*Exercise*.
Copy each entry precisely as written, and do not carry over the pictures.
.....
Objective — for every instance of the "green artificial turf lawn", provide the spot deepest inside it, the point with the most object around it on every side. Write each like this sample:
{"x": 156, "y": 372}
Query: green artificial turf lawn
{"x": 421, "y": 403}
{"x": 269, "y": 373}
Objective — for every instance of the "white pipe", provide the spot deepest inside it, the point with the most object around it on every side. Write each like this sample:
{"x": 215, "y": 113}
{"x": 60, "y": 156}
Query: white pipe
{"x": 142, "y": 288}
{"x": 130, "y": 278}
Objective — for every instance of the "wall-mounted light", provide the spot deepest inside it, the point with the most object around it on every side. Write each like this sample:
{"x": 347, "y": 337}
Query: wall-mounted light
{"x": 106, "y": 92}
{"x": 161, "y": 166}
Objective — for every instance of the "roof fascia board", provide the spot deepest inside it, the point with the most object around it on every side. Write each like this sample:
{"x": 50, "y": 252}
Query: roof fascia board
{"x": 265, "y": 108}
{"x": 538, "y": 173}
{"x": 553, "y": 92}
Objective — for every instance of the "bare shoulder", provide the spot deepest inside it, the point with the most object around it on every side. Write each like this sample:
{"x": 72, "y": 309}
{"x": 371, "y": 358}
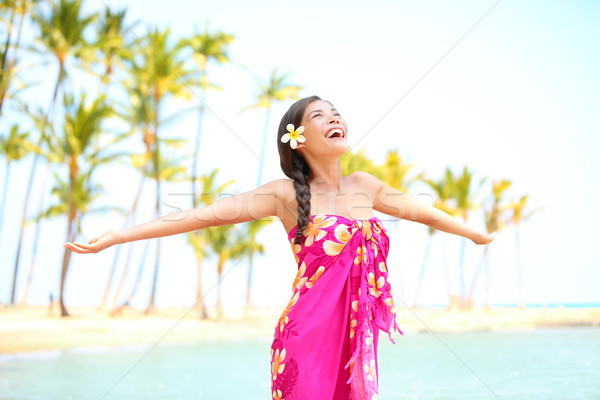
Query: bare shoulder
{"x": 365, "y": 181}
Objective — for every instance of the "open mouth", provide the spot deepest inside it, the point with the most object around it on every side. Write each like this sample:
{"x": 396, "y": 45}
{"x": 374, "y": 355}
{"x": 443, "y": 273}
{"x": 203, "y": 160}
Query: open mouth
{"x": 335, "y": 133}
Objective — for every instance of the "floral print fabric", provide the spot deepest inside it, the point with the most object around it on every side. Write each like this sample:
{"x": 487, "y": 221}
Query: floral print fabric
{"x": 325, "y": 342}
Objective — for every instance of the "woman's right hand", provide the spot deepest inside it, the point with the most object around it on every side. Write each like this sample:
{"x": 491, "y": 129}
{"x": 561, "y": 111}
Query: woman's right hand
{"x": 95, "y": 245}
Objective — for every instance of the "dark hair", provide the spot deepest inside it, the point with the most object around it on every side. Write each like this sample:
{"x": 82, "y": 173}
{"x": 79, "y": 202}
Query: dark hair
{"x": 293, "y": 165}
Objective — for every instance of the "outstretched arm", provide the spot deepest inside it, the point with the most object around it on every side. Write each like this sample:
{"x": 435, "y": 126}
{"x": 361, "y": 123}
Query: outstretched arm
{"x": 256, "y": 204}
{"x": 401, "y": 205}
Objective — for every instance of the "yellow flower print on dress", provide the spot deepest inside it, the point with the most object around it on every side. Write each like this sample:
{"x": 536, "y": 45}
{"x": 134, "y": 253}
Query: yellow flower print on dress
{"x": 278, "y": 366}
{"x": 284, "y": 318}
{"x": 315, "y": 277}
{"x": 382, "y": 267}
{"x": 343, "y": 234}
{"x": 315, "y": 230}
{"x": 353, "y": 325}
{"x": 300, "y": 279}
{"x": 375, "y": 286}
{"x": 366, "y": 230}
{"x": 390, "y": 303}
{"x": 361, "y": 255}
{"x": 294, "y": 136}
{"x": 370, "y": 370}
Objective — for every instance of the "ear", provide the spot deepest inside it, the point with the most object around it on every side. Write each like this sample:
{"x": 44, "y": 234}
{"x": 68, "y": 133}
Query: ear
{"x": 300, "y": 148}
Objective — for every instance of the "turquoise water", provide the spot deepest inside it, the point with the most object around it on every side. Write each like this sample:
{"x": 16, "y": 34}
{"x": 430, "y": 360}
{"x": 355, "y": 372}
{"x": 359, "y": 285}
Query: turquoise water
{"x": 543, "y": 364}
.....
*Completed exercise*.
Objective — for every instance of the "green artificial turf lawn", provide the spot deepest inside it, the point with the most object around it on every side. Write each like this sample:
{"x": 156, "y": 372}
Query: green artificial turf lawn
{"x": 421, "y": 403}
{"x": 269, "y": 373}
Objective — for every instance of the "white pipe", provide the spot deepest inside it, the point with the most object around it on every side. Write each like this sample:
{"x": 215, "y": 113}
{"x": 60, "y": 156}
Query: white pipe
{"x": 142, "y": 288}
{"x": 130, "y": 278}
Objective — for every instance of the "wall-mounted light", provide the spot deepest inside it, the point with the most object around it on every side. Write each like this sample:
{"x": 347, "y": 337}
Query: wall-mounted light
{"x": 106, "y": 92}
{"x": 161, "y": 166}
Objective — for every instance of the "roof fascia board", provide the spot deepest inside it, the point with the most object around it on every side. Write each like this sample:
{"x": 50, "y": 252}
Query: roof fascia board
{"x": 265, "y": 108}
{"x": 538, "y": 173}
{"x": 553, "y": 92}
Objective — for every instance of the "bare shoulder", provide the spot deepest inside it, the point with the most object around it on every side. Write each like this sample:
{"x": 72, "y": 309}
{"x": 371, "y": 358}
Query: bare shoulder
{"x": 365, "y": 181}
Objective — for every instance of the "open mouth", provide the spot deepest inside it, the point with the most object around it on every side. Write each like this sample:
{"x": 396, "y": 45}
{"x": 374, "y": 355}
{"x": 443, "y": 273}
{"x": 203, "y": 160}
Query: open mouth
{"x": 335, "y": 133}
Objective — for every instance of the "floral print fabric", provide the spot deepest inside it, the point with the most object around it on every side. Write each like this sample:
{"x": 487, "y": 221}
Query: floral print fabric
{"x": 325, "y": 342}
Objective — for every instance of the "woman's right hand", provide the spot deepest inside it, the point with the most object around it on every side. Write each like this sample:
{"x": 491, "y": 129}
{"x": 561, "y": 111}
Query: woman's right hand
{"x": 95, "y": 245}
Objective — for every instance of the "dark hair", provide the spot deepest inside it, the point with the most object around it on every side. Write each like this sample:
{"x": 82, "y": 173}
{"x": 79, "y": 202}
Query: dark hair
{"x": 293, "y": 165}
Objective — for every instance of the "outstretched arm", provide the spot deepest inside it, the point with the most object around it on every side. Write each like this sample:
{"x": 435, "y": 126}
{"x": 361, "y": 123}
Query: outstretched arm
{"x": 256, "y": 204}
{"x": 401, "y": 205}
Objective — for every instance of the "yellow flower print on dress", provide the spot deepest inside it, the point with the most object around it on every side. Write each like this sample:
{"x": 536, "y": 45}
{"x": 134, "y": 253}
Query: yellow flower print on dress
{"x": 278, "y": 366}
{"x": 284, "y": 318}
{"x": 315, "y": 277}
{"x": 382, "y": 267}
{"x": 343, "y": 234}
{"x": 315, "y": 230}
{"x": 353, "y": 325}
{"x": 300, "y": 279}
{"x": 375, "y": 286}
{"x": 366, "y": 230}
{"x": 390, "y": 303}
{"x": 361, "y": 255}
{"x": 294, "y": 136}
{"x": 370, "y": 370}
Objective — for every instance of the "ear", provide the spot deepest inside it, the point with the most object around it on every side. Write each like this sample:
{"x": 44, "y": 234}
{"x": 68, "y": 133}
Query: ear
{"x": 300, "y": 148}
Objective — for every instance of the "turquoise water", provide the spot deepest inside it, the point with the most object around it on every side. Write each like this sample:
{"x": 16, "y": 34}
{"x": 430, "y": 360}
{"x": 355, "y": 372}
{"x": 359, "y": 285}
Query: turquoise water
{"x": 543, "y": 364}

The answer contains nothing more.